Source document.
------------------------------
Our Speech and Debate team competed at the National Championships in Kentucky this past summer. We also have a fantastic media program that brings home trophies from competitions every year. We have an entire building called the Media Lounge where students can learn about video production, film making, graphic design, new media, and more.
In addition, we supply each of our students with their own MacBook, and all of our projects are on Google classroom. Kids need real-world skills to compete in today’s job market, and Minarets has been in front of this for a long time. We have a program with Apple where we replace the MacBooks every four years so we can make sure our students are using up-to-date technology.
What do you see in the future for your school?
I think the future is limitless. We’re committed to the individual success of each student. Because we’re small, we have the unique privilege to be able to really get to know each of our students and their families, and as needs change, we can adapt and meet those needs. For example, last year students wanted wrestling, so that was added to our sports program.
Minarets High School and the Chawanakee Unified School District have done a great job of being forward thinkers to meet the needs of students. We’ve recently added a third counselor to focus on A-G requirements, an assistant principal to focus on extracurricular activities, our first full-time theater teacher, and more math teachers to drop class sizes in math for more individual attention.
I feel so honored and privileged to be the principal here. The students are awesome, the parents have been great, and we’re in an amazing community. I can’t wait for the school year to begin.
------------------------------
Given problem A. Retype the passage of the school text between "Minarets High School" and "year to begin.", inclusive.
------------------------------
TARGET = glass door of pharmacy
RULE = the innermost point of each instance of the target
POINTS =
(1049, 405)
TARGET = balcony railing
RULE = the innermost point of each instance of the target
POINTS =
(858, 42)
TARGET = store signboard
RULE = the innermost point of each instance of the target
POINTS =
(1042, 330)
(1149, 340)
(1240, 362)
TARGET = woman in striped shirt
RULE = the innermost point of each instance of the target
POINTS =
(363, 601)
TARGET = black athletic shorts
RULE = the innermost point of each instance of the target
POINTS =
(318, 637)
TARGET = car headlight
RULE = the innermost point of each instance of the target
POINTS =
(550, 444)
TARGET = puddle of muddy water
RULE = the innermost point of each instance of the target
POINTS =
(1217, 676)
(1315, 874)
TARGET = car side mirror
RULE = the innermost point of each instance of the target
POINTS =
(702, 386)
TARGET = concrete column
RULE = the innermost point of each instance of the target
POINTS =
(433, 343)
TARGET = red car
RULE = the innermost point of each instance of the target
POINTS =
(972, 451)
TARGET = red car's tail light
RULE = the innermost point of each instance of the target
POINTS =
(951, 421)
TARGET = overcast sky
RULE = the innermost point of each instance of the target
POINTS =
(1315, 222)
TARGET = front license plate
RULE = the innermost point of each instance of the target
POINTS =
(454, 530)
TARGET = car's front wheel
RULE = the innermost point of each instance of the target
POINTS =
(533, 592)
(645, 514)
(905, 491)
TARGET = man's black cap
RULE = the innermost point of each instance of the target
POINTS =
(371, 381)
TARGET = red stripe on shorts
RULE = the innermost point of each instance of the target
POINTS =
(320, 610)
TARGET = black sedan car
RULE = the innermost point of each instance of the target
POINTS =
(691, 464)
------------------------------
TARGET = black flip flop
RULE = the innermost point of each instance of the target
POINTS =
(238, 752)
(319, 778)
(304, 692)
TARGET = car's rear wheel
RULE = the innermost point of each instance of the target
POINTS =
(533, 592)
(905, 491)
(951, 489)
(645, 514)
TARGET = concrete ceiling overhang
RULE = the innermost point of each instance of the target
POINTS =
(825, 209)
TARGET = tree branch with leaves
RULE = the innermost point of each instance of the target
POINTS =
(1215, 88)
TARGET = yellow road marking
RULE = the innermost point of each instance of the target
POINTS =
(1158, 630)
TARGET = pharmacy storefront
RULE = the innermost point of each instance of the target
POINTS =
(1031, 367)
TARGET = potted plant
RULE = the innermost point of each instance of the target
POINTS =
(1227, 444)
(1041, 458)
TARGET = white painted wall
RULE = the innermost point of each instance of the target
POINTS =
------------------------------
Given problem B. In the records, switch "innermost" to "central" between the lines holding "TARGET = glass door of pharmacy" and "(1315, 222)", inclusive. Give back only those lines, with everything else left as it is.

Full answer A.
Minarets High School and the Chawanakee Unified School District have done a great job of being forward thinkers to meet the needs of students. We’ve recently added a third counselor to focus on A-G requirements, an assistant principal to focus on extracurricular activities, our first full-time theater teacher, and more math teachers to drop class sizes in math for more individual attention.
I feel so honored and privileged to be the principal here. The students are awesome, the parents have been great, and we’re in an amazing community. I can’t wait for the school year to begin.

Full answer B.
TARGET = glass door of pharmacy
RULE = the central point of each instance of the target
POINTS =
(1049, 405)
TARGET = balcony railing
RULE = the central point of each instance of the target
POINTS =
(858, 42)
TARGET = store signboard
RULE = the central point of each instance of the target
POINTS =
(1042, 330)
(1149, 340)
(1240, 362)
TARGET = woman in striped shirt
RULE = the central point of each instance of the target
POINTS =
(363, 601)
TARGET = black athletic shorts
RULE = the central point of each instance of the target
POINTS =
(318, 637)
TARGET = car headlight
RULE = the central point of each instance of the target
POINTS =
(550, 444)
TARGET = puddle of muddy water
RULE = the central point of each instance of the target
POINTS =
(1217, 676)
(1315, 874)
TARGET = car side mirror
RULE = the central point of each instance of the target
POINTS =
(702, 386)
TARGET = concrete column
RULE = the central point of each instance of the target
POINTS =
(433, 343)
TARGET = red car
RULE = the central point of each instance of the target
POINTS =
(972, 451)
TARGET = red car's tail light
RULE = the central point of each instance of the target
POINTS =
(951, 421)
TARGET = overcast sky
RULE = the central point of each instance of the target
POINTS =
(1315, 222)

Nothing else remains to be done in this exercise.